Directive — Please copy the material below line for line, leaving out the pictures.

---------- Extracted data ----------

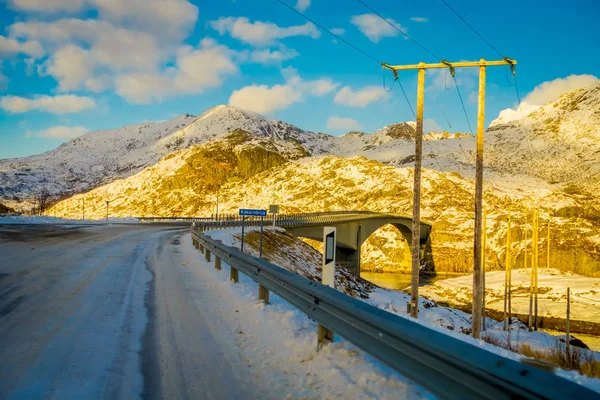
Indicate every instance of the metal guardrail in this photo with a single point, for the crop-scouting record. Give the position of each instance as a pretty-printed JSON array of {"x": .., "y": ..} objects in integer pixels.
[
  {"x": 447, "y": 367},
  {"x": 173, "y": 219}
]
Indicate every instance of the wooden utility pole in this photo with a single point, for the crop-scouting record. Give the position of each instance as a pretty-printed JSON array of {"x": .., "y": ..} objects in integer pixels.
[
  {"x": 548, "y": 245},
  {"x": 421, "y": 67},
  {"x": 508, "y": 278},
  {"x": 568, "y": 336},
  {"x": 477, "y": 293},
  {"x": 531, "y": 279},
  {"x": 483, "y": 238},
  {"x": 416, "y": 222},
  {"x": 534, "y": 264}
]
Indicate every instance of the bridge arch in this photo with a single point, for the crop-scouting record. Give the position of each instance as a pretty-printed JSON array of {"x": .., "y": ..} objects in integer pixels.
[{"x": 353, "y": 231}]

----------

Solved exercise —
Indicate every instance of the metal guardrail in this photo with a single point, for the crop-scouting record. Give the position of each instance as a pretty-printed JSON array of {"x": .., "y": ..} objects in integer pixels.
[
  {"x": 447, "y": 367},
  {"x": 173, "y": 219}
]
Indicate every instance of the wooden utility pole in this photo with a single point, for the crop-scouting record. Give the position of each instance as a pretty-printed JSON array of {"x": .., "y": ..} objects in integer pixels.
[
  {"x": 548, "y": 245},
  {"x": 421, "y": 67},
  {"x": 508, "y": 278},
  {"x": 568, "y": 336},
  {"x": 477, "y": 293},
  {"x": 531, "y": 279},
  {"x": 483, "y": 238},
  {"x": 416, "y": 222},
  {"x": 534, "y": 264}
]
Indicate every instance of the bridge arch in this photo with a single point, for the crop-scouting record. Give the position of each instance as a pretty-printed JSON array of {"x": .., "y": ..} objects in integer pixels.
[{"x": 353, "y": 231}]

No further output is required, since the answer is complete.